#### Recorded information:
________________

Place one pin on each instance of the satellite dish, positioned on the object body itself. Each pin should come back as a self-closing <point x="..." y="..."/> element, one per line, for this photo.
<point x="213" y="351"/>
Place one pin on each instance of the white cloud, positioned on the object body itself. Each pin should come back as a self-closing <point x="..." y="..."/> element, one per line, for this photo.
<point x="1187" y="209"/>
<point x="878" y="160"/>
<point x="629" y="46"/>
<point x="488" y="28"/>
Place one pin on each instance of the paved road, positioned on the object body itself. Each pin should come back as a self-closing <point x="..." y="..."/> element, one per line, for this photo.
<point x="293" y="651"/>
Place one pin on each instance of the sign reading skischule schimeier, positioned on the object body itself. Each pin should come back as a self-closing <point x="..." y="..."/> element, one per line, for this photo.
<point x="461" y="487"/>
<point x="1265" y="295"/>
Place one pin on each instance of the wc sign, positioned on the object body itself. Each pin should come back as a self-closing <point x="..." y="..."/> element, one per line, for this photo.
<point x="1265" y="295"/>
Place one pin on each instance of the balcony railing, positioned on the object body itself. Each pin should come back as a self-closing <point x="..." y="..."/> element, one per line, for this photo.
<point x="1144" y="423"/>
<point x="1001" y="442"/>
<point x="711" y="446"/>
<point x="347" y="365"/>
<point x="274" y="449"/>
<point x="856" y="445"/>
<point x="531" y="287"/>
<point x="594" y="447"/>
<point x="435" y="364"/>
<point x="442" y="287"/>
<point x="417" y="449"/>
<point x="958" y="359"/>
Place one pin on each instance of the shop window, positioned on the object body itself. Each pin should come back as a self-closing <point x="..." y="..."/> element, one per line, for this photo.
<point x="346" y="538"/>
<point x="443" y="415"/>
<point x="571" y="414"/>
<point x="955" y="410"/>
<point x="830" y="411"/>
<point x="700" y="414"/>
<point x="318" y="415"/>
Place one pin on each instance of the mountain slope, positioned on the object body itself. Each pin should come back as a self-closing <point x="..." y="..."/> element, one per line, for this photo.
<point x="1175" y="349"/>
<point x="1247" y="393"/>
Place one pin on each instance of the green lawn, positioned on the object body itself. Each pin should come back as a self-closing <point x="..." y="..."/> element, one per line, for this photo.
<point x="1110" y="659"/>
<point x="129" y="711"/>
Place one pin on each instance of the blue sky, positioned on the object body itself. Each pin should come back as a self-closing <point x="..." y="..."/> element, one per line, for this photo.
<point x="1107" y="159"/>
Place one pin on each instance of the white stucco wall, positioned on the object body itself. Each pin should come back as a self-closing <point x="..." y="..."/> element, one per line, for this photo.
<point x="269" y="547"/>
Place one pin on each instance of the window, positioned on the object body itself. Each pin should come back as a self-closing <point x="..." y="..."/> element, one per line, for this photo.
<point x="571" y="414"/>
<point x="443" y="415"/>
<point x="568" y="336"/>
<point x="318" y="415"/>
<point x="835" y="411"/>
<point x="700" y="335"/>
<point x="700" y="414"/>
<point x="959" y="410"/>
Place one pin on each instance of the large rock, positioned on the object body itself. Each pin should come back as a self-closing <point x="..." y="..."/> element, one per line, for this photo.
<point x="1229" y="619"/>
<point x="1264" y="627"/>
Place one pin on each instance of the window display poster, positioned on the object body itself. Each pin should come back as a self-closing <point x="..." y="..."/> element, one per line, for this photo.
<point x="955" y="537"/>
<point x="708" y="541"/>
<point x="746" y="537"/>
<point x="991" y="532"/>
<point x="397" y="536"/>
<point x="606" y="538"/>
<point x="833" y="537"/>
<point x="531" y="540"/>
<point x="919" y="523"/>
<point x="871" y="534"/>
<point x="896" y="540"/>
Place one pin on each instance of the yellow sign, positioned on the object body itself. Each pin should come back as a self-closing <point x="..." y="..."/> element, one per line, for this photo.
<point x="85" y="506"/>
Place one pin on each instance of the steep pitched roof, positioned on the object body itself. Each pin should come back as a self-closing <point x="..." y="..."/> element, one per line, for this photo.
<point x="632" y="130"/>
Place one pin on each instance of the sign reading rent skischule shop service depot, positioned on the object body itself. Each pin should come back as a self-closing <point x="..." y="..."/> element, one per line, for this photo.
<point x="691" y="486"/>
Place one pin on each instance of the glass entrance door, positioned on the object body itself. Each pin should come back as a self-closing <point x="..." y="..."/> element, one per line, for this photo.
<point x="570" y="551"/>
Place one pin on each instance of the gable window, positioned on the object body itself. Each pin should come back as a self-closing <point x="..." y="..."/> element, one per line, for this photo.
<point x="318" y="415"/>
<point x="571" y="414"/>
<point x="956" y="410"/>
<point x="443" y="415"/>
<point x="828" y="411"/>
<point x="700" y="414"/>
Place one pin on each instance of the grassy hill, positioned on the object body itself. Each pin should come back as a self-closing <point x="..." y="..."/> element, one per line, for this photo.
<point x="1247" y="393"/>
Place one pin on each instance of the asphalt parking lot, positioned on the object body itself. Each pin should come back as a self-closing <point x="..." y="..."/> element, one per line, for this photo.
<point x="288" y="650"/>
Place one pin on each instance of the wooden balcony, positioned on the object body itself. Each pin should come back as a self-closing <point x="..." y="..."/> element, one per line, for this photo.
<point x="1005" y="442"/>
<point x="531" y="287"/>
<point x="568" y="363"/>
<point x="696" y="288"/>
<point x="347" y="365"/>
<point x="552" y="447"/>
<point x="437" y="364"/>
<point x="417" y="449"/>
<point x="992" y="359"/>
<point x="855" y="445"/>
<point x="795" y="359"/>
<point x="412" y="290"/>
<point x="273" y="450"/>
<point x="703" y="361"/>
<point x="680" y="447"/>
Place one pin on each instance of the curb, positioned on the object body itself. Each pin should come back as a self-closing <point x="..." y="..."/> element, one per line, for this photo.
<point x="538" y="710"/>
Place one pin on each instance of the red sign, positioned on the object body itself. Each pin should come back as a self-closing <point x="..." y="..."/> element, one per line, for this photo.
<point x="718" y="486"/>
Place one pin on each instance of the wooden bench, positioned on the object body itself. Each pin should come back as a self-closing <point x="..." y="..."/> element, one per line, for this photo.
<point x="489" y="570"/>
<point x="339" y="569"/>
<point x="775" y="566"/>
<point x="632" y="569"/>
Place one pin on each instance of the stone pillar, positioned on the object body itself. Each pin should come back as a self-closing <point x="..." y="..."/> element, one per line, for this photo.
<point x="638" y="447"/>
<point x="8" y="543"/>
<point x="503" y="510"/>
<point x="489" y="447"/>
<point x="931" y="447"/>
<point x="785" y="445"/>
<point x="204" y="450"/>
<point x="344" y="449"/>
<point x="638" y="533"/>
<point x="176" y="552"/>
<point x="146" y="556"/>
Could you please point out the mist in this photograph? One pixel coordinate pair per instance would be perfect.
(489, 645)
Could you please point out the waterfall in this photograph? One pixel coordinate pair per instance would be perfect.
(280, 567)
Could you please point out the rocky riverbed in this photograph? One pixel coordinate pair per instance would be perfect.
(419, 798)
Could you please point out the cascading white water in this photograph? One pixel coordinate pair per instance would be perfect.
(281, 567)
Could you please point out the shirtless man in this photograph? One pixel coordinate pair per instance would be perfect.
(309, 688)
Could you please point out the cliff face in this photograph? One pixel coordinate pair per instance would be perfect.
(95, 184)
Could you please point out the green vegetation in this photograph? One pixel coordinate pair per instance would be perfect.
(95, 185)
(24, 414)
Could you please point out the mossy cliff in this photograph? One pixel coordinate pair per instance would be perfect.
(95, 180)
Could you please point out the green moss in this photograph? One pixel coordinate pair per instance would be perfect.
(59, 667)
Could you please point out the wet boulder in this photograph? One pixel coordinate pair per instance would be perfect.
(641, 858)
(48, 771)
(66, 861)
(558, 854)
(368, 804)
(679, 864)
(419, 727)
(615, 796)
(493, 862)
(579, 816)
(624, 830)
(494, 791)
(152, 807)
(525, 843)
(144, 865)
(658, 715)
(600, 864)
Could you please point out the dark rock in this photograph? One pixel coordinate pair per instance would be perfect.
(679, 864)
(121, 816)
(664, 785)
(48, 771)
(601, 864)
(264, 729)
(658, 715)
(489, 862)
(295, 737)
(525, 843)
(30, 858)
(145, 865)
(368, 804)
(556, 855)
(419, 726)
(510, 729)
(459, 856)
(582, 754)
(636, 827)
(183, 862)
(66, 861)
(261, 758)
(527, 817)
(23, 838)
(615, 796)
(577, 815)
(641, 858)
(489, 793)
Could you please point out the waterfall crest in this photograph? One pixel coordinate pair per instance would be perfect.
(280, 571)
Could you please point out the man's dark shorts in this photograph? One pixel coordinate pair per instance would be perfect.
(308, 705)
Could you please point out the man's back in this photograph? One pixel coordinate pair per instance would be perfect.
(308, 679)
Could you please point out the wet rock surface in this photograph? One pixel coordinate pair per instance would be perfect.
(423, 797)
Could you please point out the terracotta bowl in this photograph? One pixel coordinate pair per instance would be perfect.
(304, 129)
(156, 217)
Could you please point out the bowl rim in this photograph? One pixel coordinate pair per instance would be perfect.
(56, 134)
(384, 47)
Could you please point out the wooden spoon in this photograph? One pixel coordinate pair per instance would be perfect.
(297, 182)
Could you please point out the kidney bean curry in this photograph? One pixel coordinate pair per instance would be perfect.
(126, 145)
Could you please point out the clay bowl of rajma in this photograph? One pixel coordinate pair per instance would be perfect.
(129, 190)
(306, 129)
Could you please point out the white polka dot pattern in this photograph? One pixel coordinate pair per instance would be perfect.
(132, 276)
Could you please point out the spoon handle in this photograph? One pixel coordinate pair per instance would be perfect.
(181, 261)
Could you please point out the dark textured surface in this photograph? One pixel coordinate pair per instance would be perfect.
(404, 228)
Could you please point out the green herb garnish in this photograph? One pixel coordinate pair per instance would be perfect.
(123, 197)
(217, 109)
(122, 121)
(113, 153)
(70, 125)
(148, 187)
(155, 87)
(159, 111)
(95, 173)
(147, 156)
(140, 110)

________________

#### Work to complete:
Reproduce exactly every line between the line with "Could you please point out the white" and the last line of the records above, both included.

#### Written answer:
Could you please point out the white polka dot pattern in this photograph? One pixel coordinate pair per instance would be perfect.
(132, 276)
Could you please point out the spoon handle in this photograph? One pixel coordinate pair per instance would be perfect.
(181, 261)
Could you please point out the dark textured surface in this photograph? One pixel coordinate pair per instance would be perfect.
(404, 228)
Could you please point out the green herb garnish in this photograph? One pixel coordinate pair per instance would be perfect.
(123, 197)
(217, 109)
(122, 121)
(113, 153)
(70, 125)
(148, 187)
(155, 87)
(159, 111)
(95, 173)
(147, 156)
(140, 110)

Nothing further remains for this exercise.